§ **Problem to solve**
An exact copy of every entry is needed, without the pictures.

§ **Records supplied**
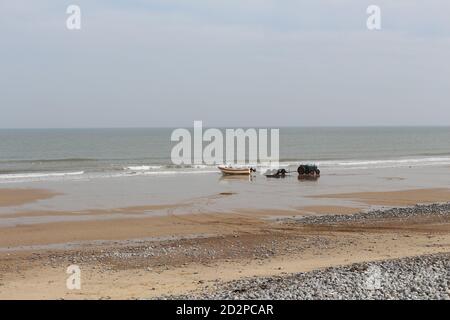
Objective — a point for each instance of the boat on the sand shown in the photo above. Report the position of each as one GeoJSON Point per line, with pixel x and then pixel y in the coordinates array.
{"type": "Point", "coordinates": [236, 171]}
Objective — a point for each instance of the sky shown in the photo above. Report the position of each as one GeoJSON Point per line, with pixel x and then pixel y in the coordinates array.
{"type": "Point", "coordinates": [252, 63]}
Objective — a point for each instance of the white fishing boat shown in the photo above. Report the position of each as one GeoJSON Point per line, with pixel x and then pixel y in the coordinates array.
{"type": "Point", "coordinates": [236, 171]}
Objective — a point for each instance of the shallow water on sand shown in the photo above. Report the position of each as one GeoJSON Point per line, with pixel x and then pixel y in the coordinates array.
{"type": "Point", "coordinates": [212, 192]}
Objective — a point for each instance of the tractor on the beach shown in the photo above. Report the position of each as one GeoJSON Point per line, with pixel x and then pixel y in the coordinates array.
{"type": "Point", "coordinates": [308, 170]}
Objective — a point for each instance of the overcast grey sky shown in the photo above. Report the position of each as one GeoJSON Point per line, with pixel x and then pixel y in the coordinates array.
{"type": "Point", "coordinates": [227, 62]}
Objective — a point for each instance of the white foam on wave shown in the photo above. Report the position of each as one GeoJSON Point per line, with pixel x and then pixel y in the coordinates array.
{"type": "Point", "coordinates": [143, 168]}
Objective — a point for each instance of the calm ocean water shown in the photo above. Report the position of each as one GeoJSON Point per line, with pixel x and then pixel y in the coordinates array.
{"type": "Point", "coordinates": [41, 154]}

§ **Worked solution**
Objective — a point for each instance of the boat on the sand shown in the photo above. Report the position of each as one GeoJSON Point per line, with pixel x and then pixel y in the coordinates array.
{"type": "Point", "coordinates": [236, 171]}
Objective — a point for each instance of the sky shown in the photo above. Report the position of each as one GeoJSON Point per line, with pixel x and then pixel y in the coordinates array.
{"type": "Point", "coordinates": [252, 63]}
Objective — a point for each instance of the white fishing boat shown in the photo above. Report the position of each as one GeoJSON Point per line, with pixel x and then pixel y in the coordinates array.
{"type": "Point", "coordinates": [236, 171]}
Objective — a point for each instance of the shallow water on sand shown in the photo above. Report the position of each as one GeoJSON Point per line, with pixel x and then pixel y in the coordinates array.
{"type": "Point", "coordinates": [212, 192]}
Objective — a point for each instance of the tractor on the beach shown in the photo above. Report the position of each as one GeoJSON Point per line, with pixel x and then pixel y in the coordinates array.
{"type": "Point", "coordinates": [308, 170]}
Objective — a point for each instance of the overcast grey sky shown in the photo above. Report the position of each as one GeoJSON Point per line, with pixel x and then pixel y in the coordinates array.
{"type": "Point", "coordinates": [227, 62]}
Objective — a point for each instance of the white foam on wave shown in the photo above. Report the position of each as one GeoJSON Point per line, with pixel x and then pixel y in the coordinates array.
{"type": "Point", "coordinates": [143, 168]}
Objective — a point for each instance of the calm ocean water shown in the photo above. Report the position of each as one GeoJSON Point per line, with pixel x and then pixel y in the coordinates array.
{"type": "Point", "coordinates": [41, 154]}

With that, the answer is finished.